**SHORT EXERCISE A**:
In the article on Munster's 2017–18 season, condense the paragraph beginning "In June 2017, after many weeks" into a short bulleted list that keeps its main facts.

2017–18 Munster Rugby season
- Ground(s): Thomond Park (Capacity: 25,600) Irish Independent Park (Capacity: 8,008)
- Director of Rugby: Rassie Erasmus (until 13 November 2017)
- Coach: Johann van Graan (from 20 November 2017)
- Captain: Peter O'Mahony
- Most appearances: Jack O'Donoghue (30)
- Top scorer: Ian Keatley (174)
- Most tries: Alex Wootton (9)
- League: Pro14
- 2017–18: 2nd (Conf. A), Semi-finals
| 1st kit | 2nd kit | 3rd kit |

= 2017–18 Munster Rugby season =

The 2017–18 Munster Rugby season was Munster's seventeenth season competing in the Pro14, alongside which they also competed in the European Rugby Champions Cup. It was Rassie Erasmus's second season as director of rugby and Johann van Graan's first as head coach.

==Events==

In June 2017, after many weeks of media speculation, Munster confirmed that director of rugby Rassie Erasmus and Defence Coach Jacques Nienaber would leave their roles with the province and return to South Africa on 31 December 2017. In the same month however, coaches Jerry Flannery and Felix Jones extended their contracts with the province by two years, both expanding their roles to forwards coach and backline and attack coach respectively. Team manager Niall O'Donovan also signed a new three-year contract.

In the provinces only pre-season fixture, Munster beat English side Worcester Warriors 35–26 in Sixways Stadium on 24 August. The match saw former Munster stalwarts Peter Stringer and Donncha O'Callaghan play against their old club, while new signings Chris Farrell, Gerbrandt Grobler and James Hart made their non-competitive debuts for Munster. Munster began their 2017–18 Pro14 campaign on 1 September 2017, scoring six tries on their way to a comfortable 34–3 win against Benetton. In October 2017, Munster confirmed that then-South Africa Forwards Coach Johann van Graan would join the province in November as their new head coach. In the same month, it was announced that Munster's all-time leading try scorer, Simon Zebo, would leave the province at the end of the season.

In Rounds 1 & 2 of the 2017–18 European Rugby Champions Cup in October 2017, Munster drew 17–17 away to Castres before earning a 14–7 win at home to Racing 92. Erasmus and Nienaber left the province in early November 2017, with the province confirming their departure on 13 November 2017. Johann van Graan's first official game as Munster's new head coach was a 36–19 win away against Zebre in the Pro14 on 26 November 2017. Defence Coach JP Ferreira joined Munster in December 2017. In the December Champions Cup double-header against Leicester Tigers, Munster won 33–10 at home before winning 25–16 away, their first win at Welford Road for 11 years. In doing so, Munster became the first team to defeat Leicester in both games of the double-header since they were introduced in 1999, while the home victory also saw Munster surpass 4,000 points in the competition. In Rounds 5 & 6 of the Champions Cup, Munster lost 34–30 away to Racing 92 before beating Castres 48–3 at home, securing a record 17th quarter-final. Munster beat 3-time tournament champions Toulon 20–19 in the quarter-final after a late Andrew Conway try and conversion from Ian Keatley. In the semi-final, Munster were beaten 27–22 by their French pool 4 opponents Racing 92.

**SHORT EXERCISE B**:
In the records, output everything from the line containing "Detect snow pile." down to the line containing "317,454,438,498", including both of those lines, and reproduce each line without any changes.

**RECORD SET**:
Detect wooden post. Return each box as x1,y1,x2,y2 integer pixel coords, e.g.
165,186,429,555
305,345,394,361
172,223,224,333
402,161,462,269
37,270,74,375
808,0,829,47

--

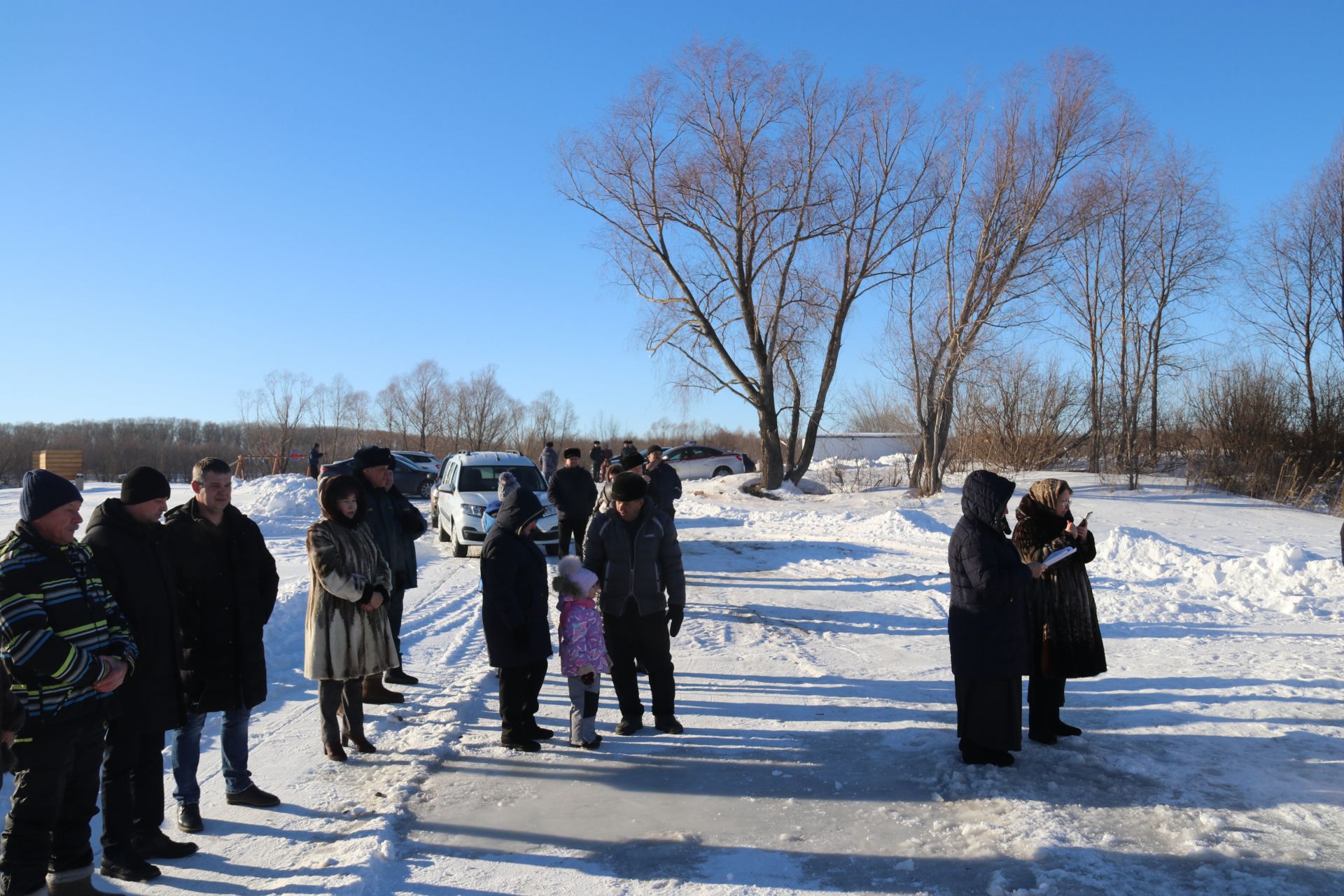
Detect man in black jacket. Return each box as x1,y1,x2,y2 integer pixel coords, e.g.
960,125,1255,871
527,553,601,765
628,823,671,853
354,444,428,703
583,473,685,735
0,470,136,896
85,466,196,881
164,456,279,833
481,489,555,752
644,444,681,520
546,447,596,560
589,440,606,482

--

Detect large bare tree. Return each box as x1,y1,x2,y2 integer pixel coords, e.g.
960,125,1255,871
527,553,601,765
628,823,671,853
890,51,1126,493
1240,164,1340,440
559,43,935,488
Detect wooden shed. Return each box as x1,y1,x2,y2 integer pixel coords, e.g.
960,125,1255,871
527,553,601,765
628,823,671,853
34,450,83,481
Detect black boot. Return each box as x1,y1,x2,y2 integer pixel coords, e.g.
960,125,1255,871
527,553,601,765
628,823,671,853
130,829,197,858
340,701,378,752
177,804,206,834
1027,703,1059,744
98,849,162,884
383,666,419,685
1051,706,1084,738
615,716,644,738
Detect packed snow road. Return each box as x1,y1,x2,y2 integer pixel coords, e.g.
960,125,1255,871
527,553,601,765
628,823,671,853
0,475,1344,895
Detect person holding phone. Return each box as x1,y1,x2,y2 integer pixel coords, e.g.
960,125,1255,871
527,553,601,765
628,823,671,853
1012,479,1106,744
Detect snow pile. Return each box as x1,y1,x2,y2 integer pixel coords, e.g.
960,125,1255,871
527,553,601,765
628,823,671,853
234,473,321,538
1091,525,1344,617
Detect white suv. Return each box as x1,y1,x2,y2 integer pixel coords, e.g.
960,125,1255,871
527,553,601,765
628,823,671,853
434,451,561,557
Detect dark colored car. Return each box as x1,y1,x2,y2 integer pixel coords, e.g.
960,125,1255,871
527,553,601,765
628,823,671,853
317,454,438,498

**COMPLETE OUTPUT A**:
- In June 2017, after weeks of media speculation, Munster confirmed that director of rugby Rassie Erasmus and Defence Coach Jacques Nienaber would leave the province and return to South Africa on 31 December 2017.
- That same month, coaches Jerry Flannery and Felix Jones extended their contracts by two years. Flannery's role expanded to forwards coach, and Jones's expanded to backline and attack coach.
- Team manager Niall O'Donovan signed a new three-year contract.

**COMPLETE OUTPUT B**:
Detect snow pile. Return each box as x1,y1,x2,y2 integer pixel coords, e.g.
960,125,1255,871
527,553,601,765
628,823,671,853
234,473,321,538
1091,525,1344,617
Detect white suv. Return each box as x1,y1,x2,y2 integer pixel coords, e.g.
960,125,1255,871
527,553,601,765
628,823,671,853
434,451,561,557
Detect dark colored car. Return each box as x1,y1,x2,y2 integer pixel coords, e.g.
960,125,1255,871
527,553,601,765
628,823,671,853
317,454,438,498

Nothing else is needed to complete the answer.